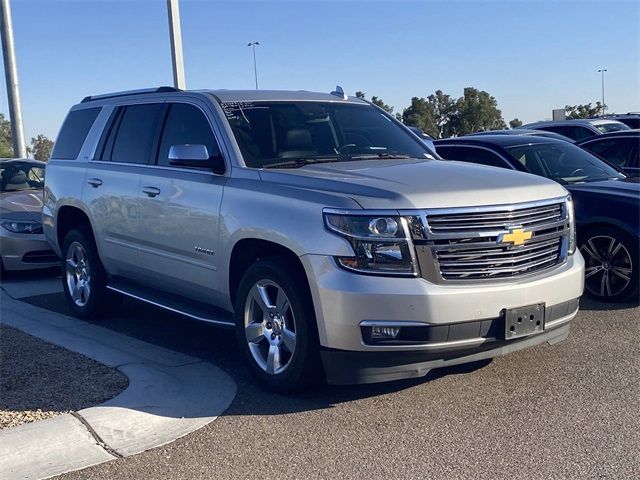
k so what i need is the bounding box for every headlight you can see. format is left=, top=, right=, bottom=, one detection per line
left=0, top=220, right=43, bottom=234
left=323, top=210, right=418, bottom=276
left=566, top=197, right=576, bottom=254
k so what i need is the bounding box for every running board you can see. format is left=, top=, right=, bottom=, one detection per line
left=107, top=278, right=235, bottom=328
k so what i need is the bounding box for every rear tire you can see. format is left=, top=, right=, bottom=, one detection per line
left=234, top=258, right=321, bottom=392
left=61, top=226, right=122, bottom=318
left=579, top=226, right=639, bottom=302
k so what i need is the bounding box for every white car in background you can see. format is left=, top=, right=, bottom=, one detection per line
left=0, top=158, right=58, bottom=273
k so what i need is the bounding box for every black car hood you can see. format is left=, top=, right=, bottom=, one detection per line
left=565, top=177, right=640, bottom=200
========================
Exercise objective:
Copy every line above word for word and exclude the pictures.

Solution to the problem:
k so what i need is the bounding box for every headlight you can see. format is left=, top=, right=, bottom=, one detection per line
left=0, top=220, right=43, bottom=234
left=323, top=210, right=418, bottom=276
left=566, top=197, right=576, bottom=254
k so what i need is the bounding box for every running board you can see. format is left=, top=, right=, bottom=, one detection per line
left=107, top=278, right=235, bottom=328
k so what i need is the bounding box for every rear tire you can see. format is left=, top=, right=, bottom=, one detection per line
left=234, top=258, right=321, bottom=392
left=61, top=226, right=122, bottom=318
left=579, top=226, right=639, bottom=302
k so what i need is the bounding box for every white car in background you can see. format is left=, top=, right=, bottom=, one detection per line
left=0, top=158, right=58, bottom=273
k so what i need is the bounding box for every black car hood you can see. format is left=, top=, right=, bottom=, one detection per line
left=565, top=177, right=640, bottom=200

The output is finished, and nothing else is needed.